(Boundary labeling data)
* BEGIN *
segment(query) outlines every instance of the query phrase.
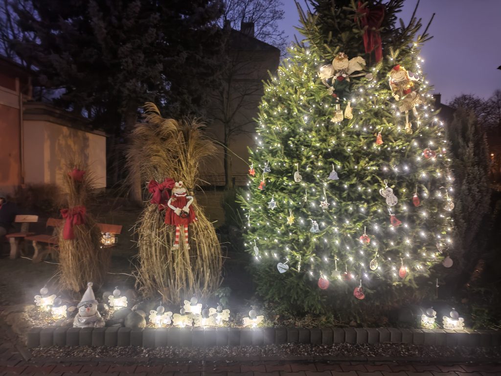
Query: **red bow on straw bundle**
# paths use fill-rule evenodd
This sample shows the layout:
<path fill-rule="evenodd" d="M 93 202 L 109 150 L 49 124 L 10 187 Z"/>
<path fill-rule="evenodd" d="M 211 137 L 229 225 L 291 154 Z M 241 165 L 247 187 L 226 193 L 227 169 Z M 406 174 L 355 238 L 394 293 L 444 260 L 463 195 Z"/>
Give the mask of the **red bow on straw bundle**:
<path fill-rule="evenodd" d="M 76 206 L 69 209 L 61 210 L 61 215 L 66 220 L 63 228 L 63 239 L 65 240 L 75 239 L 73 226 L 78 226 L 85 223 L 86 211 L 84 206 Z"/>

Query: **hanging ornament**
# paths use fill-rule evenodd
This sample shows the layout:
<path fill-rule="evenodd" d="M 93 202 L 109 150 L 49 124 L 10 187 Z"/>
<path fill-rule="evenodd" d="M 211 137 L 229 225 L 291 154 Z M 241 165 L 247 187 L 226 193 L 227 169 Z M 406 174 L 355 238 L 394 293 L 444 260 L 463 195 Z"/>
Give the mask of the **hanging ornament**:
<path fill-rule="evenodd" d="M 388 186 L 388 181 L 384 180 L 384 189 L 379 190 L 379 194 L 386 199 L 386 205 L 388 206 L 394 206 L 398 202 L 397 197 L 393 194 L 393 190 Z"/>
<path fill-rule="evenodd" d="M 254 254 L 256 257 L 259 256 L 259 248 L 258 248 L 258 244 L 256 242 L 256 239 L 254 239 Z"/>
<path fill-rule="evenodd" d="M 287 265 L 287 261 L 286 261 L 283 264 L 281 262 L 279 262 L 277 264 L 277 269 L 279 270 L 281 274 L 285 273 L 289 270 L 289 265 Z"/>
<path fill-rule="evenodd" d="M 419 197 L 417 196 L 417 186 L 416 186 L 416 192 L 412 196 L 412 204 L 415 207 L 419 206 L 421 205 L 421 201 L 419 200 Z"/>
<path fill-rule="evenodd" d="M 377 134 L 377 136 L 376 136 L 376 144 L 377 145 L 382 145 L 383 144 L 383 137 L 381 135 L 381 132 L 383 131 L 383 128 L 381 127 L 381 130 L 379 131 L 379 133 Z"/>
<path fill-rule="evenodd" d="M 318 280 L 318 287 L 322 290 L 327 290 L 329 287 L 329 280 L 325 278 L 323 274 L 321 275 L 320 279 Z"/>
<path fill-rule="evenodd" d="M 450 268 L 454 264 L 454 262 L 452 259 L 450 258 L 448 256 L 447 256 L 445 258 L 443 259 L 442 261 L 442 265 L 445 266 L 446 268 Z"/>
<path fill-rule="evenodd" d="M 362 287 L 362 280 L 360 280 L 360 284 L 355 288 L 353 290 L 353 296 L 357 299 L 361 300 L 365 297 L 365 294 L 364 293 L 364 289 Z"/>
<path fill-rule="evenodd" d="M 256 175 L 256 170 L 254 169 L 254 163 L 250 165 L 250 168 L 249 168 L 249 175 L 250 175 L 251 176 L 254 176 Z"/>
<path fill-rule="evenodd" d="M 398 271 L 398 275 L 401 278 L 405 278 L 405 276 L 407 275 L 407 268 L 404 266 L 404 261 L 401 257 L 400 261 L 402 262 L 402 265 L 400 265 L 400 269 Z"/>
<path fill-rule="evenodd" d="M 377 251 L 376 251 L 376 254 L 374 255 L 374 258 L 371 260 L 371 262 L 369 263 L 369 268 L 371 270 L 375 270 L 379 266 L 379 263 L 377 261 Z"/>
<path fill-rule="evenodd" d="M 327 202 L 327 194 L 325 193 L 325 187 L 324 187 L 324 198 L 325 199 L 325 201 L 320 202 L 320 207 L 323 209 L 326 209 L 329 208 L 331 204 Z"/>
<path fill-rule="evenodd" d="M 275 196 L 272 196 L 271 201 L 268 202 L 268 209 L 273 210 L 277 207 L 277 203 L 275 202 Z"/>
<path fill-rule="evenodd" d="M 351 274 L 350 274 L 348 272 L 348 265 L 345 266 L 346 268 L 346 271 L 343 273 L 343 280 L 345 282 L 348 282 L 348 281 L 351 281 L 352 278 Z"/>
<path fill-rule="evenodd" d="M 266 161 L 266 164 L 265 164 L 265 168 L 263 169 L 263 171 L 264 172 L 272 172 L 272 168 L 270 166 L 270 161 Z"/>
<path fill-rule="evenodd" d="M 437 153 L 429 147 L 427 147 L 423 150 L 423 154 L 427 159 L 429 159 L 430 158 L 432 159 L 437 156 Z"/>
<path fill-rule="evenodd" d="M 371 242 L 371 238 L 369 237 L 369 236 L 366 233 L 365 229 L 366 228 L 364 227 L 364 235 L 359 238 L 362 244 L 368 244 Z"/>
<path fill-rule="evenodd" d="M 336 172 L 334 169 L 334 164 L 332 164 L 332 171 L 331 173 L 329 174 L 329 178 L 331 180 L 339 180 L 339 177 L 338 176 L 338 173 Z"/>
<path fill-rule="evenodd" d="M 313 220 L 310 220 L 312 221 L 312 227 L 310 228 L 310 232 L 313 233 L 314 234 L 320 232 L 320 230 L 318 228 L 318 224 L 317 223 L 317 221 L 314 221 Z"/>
* END *
__Written task__: Copy the data from its first line down through the line that contains "76 206 L 69", including both ends. Leave the pictures out.

__Exercise answer__:
segment(query) outlines every instance of the query phrase.
Query: **red bow on straw bundle**
# paths use fill-rule evenodd
This sample shows the layout:
<path fill-rule="evenodd" d="M 93 202 L 109 150 L 49 124 L 10 187 Z"/>
<path fill-rule="evenodd" d="M 211 137 L 229 225 L 291 154 Z M 241 165 L 247 187 L 226 193 L 227 169 Z M 406 174 L 355 238 L 394 293 L 444 260 L 463 195 Z"/>
Give the mask of the **red bow on straw bundle**:
<path fill-rule="evenodd" d="M 76 206 L 69 209 L 61 210 L 61 215 L 66 220 L 63 228 L 63 239 L 65 240 L 75 239 L 73 226 L 78 226 L 85 223 L 86 211 L 84 206 Z"/>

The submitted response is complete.